THE PROBLEM
A single number is expected: the count of lines in the records below that contain "sign".
SOURCE DATA START
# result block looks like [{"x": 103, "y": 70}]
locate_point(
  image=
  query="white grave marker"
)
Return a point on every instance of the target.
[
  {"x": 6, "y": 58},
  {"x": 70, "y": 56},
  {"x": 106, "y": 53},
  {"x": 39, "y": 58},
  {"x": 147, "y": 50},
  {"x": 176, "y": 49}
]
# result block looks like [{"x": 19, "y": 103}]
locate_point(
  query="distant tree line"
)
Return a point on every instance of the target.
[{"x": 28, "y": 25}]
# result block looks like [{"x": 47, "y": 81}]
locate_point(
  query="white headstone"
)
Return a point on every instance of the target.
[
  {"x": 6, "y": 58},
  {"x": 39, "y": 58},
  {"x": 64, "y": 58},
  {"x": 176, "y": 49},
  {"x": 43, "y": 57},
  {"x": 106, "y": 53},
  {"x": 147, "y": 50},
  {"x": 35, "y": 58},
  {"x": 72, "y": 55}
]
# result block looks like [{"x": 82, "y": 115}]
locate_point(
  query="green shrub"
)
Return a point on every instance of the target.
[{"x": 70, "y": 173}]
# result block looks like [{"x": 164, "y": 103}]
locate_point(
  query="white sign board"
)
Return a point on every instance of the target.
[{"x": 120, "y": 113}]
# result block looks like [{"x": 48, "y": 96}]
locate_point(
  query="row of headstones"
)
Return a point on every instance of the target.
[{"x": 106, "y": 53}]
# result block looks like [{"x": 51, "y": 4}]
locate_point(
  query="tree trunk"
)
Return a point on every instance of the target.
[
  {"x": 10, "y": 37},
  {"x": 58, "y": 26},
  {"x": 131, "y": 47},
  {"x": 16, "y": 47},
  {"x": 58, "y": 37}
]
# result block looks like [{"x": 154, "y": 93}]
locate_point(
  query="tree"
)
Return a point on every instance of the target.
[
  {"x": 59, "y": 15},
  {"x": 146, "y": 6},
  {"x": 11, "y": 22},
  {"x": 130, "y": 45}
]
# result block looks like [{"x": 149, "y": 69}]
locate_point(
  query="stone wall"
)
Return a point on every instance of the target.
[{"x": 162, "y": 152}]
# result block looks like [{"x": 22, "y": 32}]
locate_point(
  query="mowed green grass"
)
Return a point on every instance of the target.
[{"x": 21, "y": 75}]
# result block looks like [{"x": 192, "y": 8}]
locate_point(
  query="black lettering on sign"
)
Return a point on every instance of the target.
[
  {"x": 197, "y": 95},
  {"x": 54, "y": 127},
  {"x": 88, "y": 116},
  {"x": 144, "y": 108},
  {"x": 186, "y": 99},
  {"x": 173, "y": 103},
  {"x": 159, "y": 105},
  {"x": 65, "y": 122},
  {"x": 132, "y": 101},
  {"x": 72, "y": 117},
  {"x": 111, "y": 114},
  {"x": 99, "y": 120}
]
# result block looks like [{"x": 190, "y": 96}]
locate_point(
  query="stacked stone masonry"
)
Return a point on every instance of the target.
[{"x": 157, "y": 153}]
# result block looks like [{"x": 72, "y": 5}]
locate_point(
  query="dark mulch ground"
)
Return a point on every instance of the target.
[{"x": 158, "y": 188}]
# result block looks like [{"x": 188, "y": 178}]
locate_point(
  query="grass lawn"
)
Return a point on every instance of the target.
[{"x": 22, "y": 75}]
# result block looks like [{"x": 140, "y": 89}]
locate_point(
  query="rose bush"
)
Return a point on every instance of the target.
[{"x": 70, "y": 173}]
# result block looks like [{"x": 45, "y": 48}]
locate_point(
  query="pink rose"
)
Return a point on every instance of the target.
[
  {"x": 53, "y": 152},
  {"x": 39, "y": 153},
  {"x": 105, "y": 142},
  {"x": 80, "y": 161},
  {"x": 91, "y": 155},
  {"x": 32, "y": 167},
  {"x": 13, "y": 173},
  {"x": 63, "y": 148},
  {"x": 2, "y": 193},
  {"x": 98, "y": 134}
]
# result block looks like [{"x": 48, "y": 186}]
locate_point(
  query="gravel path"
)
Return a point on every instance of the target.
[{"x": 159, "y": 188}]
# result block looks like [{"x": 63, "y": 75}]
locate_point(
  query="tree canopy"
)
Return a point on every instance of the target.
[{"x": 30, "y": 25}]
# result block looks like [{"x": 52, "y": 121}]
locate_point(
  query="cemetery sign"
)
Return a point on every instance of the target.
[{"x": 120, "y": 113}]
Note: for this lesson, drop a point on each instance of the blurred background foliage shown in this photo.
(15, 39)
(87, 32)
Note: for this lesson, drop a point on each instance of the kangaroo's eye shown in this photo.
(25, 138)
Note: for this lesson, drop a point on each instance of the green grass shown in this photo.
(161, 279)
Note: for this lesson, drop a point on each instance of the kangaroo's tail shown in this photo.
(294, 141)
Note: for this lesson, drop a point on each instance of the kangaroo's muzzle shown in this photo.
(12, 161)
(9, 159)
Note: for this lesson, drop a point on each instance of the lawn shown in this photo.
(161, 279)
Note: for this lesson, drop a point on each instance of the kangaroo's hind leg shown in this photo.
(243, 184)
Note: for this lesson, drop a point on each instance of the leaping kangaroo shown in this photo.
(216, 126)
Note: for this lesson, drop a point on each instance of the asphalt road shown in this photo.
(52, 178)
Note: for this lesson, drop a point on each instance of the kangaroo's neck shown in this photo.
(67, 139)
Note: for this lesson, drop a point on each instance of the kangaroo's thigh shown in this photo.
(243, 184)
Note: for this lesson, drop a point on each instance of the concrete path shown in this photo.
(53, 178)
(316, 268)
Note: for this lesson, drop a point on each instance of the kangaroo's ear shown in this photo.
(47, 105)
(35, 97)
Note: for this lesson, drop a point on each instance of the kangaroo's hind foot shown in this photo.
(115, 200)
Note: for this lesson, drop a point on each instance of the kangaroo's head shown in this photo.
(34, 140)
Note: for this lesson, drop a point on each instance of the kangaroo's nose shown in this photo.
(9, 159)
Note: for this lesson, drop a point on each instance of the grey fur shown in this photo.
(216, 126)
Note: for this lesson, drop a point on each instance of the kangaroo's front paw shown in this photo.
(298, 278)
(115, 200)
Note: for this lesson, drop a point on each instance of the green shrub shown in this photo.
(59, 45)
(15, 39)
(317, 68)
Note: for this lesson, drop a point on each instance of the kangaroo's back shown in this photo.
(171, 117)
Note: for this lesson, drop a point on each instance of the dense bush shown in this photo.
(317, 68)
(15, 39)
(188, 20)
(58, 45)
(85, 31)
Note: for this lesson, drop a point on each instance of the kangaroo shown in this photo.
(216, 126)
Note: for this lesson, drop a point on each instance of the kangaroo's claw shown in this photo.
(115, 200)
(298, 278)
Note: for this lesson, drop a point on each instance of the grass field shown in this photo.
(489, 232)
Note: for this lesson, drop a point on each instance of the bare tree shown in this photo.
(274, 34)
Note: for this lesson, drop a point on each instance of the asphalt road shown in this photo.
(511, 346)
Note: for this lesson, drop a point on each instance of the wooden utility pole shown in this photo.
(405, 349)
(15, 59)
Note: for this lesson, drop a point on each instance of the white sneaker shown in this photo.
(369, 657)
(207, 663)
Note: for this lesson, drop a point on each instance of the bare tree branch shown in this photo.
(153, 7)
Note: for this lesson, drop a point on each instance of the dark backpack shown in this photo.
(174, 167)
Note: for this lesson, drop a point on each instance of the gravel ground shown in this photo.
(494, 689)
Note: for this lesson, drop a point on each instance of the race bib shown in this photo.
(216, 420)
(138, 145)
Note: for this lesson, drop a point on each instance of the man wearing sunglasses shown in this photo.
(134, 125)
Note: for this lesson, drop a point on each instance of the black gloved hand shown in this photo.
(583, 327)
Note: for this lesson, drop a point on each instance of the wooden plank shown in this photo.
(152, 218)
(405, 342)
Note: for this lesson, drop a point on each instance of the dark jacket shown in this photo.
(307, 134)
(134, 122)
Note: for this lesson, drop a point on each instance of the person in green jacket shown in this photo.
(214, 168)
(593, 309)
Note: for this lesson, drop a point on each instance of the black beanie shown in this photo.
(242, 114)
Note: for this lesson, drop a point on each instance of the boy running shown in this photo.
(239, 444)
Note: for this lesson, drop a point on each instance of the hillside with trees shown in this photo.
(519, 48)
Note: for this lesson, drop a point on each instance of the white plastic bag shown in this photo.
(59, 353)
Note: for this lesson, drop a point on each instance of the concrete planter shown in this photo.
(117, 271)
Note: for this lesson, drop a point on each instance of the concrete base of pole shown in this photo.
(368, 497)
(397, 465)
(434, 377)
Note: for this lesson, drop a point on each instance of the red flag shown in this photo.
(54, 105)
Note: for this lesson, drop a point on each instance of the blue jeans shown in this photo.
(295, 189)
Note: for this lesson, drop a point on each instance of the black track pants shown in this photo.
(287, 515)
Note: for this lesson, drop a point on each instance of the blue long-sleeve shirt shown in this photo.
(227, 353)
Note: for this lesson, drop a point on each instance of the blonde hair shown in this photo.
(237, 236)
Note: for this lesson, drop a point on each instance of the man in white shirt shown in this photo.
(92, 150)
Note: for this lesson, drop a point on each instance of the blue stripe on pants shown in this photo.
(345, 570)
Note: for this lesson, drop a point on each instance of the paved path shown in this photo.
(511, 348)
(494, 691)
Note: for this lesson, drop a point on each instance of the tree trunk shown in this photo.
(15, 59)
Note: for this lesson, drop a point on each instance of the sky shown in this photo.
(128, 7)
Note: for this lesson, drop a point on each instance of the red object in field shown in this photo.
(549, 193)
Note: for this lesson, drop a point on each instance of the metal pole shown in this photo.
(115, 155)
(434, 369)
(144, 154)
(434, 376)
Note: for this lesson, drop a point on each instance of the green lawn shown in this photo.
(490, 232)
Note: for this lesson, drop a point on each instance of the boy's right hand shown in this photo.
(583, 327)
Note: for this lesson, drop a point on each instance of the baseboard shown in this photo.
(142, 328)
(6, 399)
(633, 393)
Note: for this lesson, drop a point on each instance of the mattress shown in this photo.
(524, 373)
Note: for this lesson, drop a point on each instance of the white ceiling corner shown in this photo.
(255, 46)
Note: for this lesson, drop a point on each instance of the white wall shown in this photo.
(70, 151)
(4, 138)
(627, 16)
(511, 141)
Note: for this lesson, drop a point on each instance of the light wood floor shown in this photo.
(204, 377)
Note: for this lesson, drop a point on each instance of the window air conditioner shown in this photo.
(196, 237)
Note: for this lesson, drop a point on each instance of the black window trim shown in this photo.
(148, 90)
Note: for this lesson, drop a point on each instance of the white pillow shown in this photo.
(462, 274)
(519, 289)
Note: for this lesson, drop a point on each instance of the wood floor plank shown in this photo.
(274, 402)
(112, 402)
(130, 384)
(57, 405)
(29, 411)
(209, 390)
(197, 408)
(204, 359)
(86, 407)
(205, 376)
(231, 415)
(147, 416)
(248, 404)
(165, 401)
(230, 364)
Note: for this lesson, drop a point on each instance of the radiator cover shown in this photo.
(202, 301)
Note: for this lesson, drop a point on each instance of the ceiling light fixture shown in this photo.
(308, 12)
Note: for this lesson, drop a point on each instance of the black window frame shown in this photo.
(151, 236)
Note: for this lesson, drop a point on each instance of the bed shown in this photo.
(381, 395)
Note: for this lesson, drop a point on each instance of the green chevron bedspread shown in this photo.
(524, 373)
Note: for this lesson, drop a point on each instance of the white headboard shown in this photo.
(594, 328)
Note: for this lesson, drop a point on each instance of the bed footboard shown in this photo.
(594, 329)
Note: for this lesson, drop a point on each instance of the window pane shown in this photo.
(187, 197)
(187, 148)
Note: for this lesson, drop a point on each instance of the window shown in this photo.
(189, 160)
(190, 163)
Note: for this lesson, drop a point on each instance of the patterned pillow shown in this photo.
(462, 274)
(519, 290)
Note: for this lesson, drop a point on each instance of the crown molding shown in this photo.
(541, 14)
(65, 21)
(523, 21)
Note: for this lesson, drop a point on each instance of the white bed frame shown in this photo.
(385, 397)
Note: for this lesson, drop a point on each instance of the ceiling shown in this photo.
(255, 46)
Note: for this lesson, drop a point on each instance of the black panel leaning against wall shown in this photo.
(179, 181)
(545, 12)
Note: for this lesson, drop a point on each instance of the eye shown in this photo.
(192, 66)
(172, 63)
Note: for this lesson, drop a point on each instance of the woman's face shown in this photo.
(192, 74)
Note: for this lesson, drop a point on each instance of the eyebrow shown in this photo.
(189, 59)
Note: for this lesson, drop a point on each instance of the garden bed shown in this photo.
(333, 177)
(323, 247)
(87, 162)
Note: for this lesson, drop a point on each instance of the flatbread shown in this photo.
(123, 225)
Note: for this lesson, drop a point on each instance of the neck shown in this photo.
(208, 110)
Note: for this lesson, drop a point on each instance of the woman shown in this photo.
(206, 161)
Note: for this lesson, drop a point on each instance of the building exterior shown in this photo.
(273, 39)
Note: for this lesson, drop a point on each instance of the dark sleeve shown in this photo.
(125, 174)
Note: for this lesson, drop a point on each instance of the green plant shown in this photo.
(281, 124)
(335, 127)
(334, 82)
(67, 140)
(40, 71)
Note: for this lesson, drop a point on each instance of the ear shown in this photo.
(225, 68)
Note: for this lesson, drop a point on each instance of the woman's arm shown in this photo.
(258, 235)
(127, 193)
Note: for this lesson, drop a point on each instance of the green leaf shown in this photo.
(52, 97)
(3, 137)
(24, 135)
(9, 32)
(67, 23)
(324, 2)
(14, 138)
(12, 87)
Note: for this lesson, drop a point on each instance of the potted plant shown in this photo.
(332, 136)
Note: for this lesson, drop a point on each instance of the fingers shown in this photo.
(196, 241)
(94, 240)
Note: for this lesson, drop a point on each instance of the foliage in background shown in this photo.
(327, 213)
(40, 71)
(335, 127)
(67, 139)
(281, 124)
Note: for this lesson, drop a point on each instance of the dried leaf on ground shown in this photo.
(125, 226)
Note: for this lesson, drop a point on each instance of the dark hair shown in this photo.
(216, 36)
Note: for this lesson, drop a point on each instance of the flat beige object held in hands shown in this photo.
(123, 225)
SOURCE DATA END
ANSWER FOR THE TASK
3